┌─ 文本节选

积蓄程度
分析
见《进阶指南》第292页。
实现
#include <iostream>
#include <cstring>
using namespace std;
const int N = 200010, M = 2 * N;
struct edge {
int to, next, w;
};
edge e[M];
int idx, head[N];
int n, deg[N], f[N], g[N];
void add_edge (int u, int v, int w) {
e[idx].w = w;
e[idx].to = v;
e[idx].next = head[u];
head[u] = idx ++;
}
void dfs1 (int cur, int fa) {
for (int i = head[cur]; i != -1; i = e[i].next) {
int to = e[i].to, w = e[i].w;
if (to == fa) continue;
dfs1(to, cur);
if (deg[to] == 1) {
f[cur] += w;
} else {
f[cur] += min(w, f[to]);
}
}
}
void dfs2 (int cur, int fa) {
for (int i = head[cur]; i != -1; i = e[i].next) {
int to = e[i].to, w = e[i].w;
if (to == fa) continue;
if (deg[cur] == 1) {
g[to] = f[to] + w;
} else {
g[to] = f[to] + min(w, g[cur] - min(w, f[to]));
}
dfs2(to, cur);
}
}
int main () {
int T;
scanf("%d", &T);
while (T --) {
// ---------- 重置 ----------
idx = 0;
memset(head, -1, sizeof(head));
memset(deg, 0, sizeof(deg));
memset(f, 0, sizeof(f));
scanf("%d", &n);
for (int i = 1, u, v, w; i <= n - 1; ++ i) {
scanf("%d%d%d", &u, &v, &w);
add_edge(u, v, w);
add_edge(v, u, w);
++ deg[u];
++ deg[v];
}
dfs1(1, -1);
g[1] = f[1];
dfs2(1, -1);
int res = 0;
for (int i = 1; i <= n; ++ i)
res = max(res, g[i]);
printf("%d\n", res);
}
return 0;
}

└─

• _任务列表_:
(a) 指出关于积蓄程度的文本中，“分析”部分让读者参阅哪本书的第几页。
(b) 判断下列说法是否与关于积蓄程度的文本相符，每项回答“是”或“否”，并引用文本中起决定作用的原文：(i) 常量 M 等于 N 的三倍；(ii) 每组数据开始处理时，idx 被重置为 0；(iii) 程序对每组数据输出所有 g[i] 中的最大值。

┌─ 所给数据

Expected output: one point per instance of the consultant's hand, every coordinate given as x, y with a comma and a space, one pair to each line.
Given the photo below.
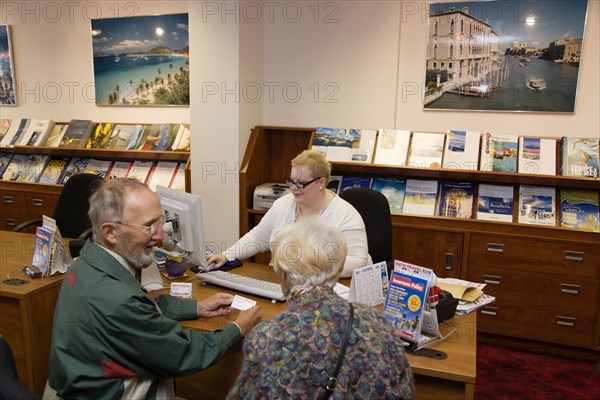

└─

• _参考答案_:
(a) 《进阶指南》第292页。

(b)
(i) 否。“M = 2 * N”
(ii) 是。“idx = 0;”
(iii) 是。“res = max(res, g[i]);”